*INSTRUÇÕES DAS TAREFAS*.
a) Liste os nomes dos seis capítulos em que, segundo o texto sobre o Marco Legal dos Seguros, o MLS está dividido.
b) Redigite fielmente a passagem do texto sobre o Marco Legal dos Seguros que vai de "Outra mudança a" até "pela nova legislação.", inclusive.
c) Indique, para cada afirmação, se ela está de acordo com o texto sobre o Marco Legal dos Seguros, respondendo sim ou não e citando as palavras do texto que o comprovam: (i) o regime jurídico dos seguros no CC/2002 possui três seções; (ii) o MLS abandona a dupla divisão adotada pelo CC/2002; (iii) o art. 112 do MLS traz regra idêntica à do art. 789 do CC/2002.

A primeira transformação que deve ser apontada é quanto à estruturação de cada norma. O regime jurídico reservado aos seguros, conforme o CC/2002, possui três seções, uma reservada às disposições gerais (arts. 757/777), uma dedicada aos seguros de danos (arts. 778/788) e outra, aos seguros de pessoa (arts. 789/802). O MLS, por sua vez, está dividido em seis grandes capítulos: disposições gerais (arts. 1°/88), seguros de danos (arts. 89/111), seguros sobre a vida e a integridade física (arts. 112/124), seguros obrigatórios art. 125), prescrição (arts. 126/127) e disposições finais e transitórias (arts. 128/134). Evidente, portanto, que o Marco Legal dos Seguros pretende conferir um regramento mais amplo e detalhado, unificando grande parte da matéria num único corpo legal.
Outra mudança a ser destacada é quanto às classificações de seguros contempladas pela nova lei. Sabe-se que os contratos securitários se submetem a diversas classificações. Apenas para exemplificar, podem ser divididos entre seguros facultativos e obrigatórios; entre seguros individuais e coletivos; entre ramos, grupos e espécies, e daí por diante. A despeito dessas múltiplas possibilidades, o CC/2002 os dividiu apenas em dois grandes grupos, os seguros de danos (neles incluídos os seguros de responsabilidade civil) e os seguros de pessoas (cujos principais exemplos, sem qualquer dúvida, são os seguros de vida e acidentes pessoais). Seguros obrigatórios, por exemplo, eram referenciados unicamente pelo Decreto-Lei n°. 73/1996, sem, porém, qualquer menção na codificação civil, omissão suprida pela nova legislação.
O MLS, por seu turno, respeita a dupla divisão adotada pelo CC/2002, inovando, entretanto, quanto à sua nomenclatura. Os seguros de danos permanecem, mas os seguros de pessoas passam a ser denominados de seguros sobre a vida e a integridade física. Apesar dessa mudança, o que se constata da leitura das disposições positivadas nesse capítulo é que, não obstante a troca do nome, o teor das regras, em essência, permanece o mesmo. A comprovar isso, citável o novel art. 112, segundo o qual, nesses seguros, “o capital segurado é livremente estipulado pelo proponente, que pode contratar mais de um seguro sobre o mesmo interesse, com a mesma ou com diversas seguradoras”, regra absolutamente idêntica à do art. 789 do CC/2002.

*ENTRADAS FORNECIDAS*.

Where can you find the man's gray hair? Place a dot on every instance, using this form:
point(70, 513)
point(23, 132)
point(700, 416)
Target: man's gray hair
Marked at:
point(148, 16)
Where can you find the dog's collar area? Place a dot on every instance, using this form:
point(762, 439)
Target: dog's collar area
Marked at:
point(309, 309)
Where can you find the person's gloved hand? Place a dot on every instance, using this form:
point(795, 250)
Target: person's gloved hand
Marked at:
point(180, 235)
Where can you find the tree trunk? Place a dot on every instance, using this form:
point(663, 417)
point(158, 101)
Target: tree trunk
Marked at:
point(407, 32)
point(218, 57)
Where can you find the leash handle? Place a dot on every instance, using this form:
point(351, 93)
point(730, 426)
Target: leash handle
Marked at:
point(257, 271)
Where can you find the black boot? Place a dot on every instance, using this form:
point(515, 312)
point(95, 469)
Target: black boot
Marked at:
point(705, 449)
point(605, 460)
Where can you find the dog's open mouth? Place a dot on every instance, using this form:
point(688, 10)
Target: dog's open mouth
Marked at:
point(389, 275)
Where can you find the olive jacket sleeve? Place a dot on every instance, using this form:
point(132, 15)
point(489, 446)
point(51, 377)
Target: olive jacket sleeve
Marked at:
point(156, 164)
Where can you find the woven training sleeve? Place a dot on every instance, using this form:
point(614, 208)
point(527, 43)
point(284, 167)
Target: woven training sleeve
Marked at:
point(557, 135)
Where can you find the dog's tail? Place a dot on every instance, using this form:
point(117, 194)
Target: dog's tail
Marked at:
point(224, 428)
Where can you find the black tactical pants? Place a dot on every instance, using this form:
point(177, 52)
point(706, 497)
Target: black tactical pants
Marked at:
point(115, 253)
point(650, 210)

* * *

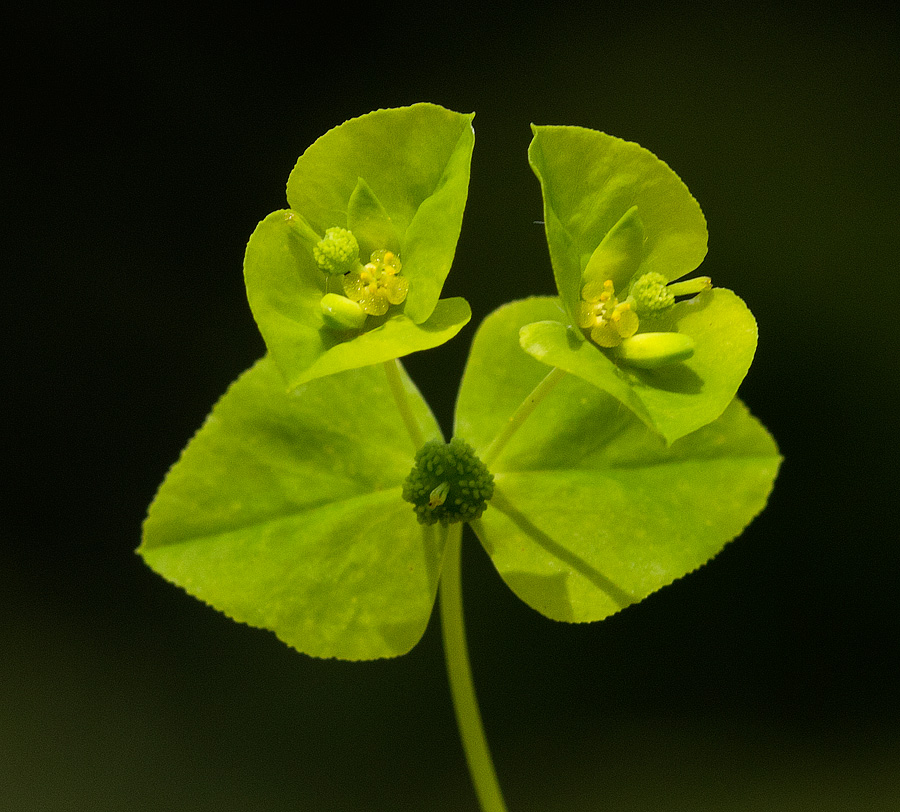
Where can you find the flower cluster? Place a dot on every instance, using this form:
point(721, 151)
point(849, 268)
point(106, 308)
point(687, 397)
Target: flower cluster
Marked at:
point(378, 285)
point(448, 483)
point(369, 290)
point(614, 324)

*RESPOSTAS*.
a) Disposições gerais; seguros de danos; seguros sobre a vida e a integridade física; seguros obrigatórios; prescrição; disposições finais e transitórias.

b)
Outra mudança a ser destacada é quanto às classificações de seguros contempladas pela nova lei. Sabe-se que os contratos securitários se submetem a diversas classificações. Apenas para exemplificar, podem ser divididos entre seguros facultativos e obrigatórios; entre seguros individuais e coletivos; entre ramos, grupos e espécies, e daí por diante. A despeito dessas múltiplas possibilidades, o CC/2002 os dividiu apenas em dois grandes grupos, os seguros de danos (neles incluídos os seguros de responsabilidade civil) e os seguros de pessoas (cujos principais exemplos, sem qualquer dúvida, são os seguros de vida e acidentes pessoais). Seguros obrigatórios, por exemplo, eram referenciados unicamente pelo Decreto-Lei n°. 73/1996, sem, porém, qualquer menção na codificação civil, omissão suprida pela nova legislação.

c)
(i) Sim: "O regime jurídico reservado aos seguros, conforme o CC/2002, possui três seções".
(ii) Não: "O MLS, por seu turno, respeita a dupla divisão adotada pelo CC/2002".
(iii) Sim: "regra absolutamente idêntica à do art. 789 do CC/2002".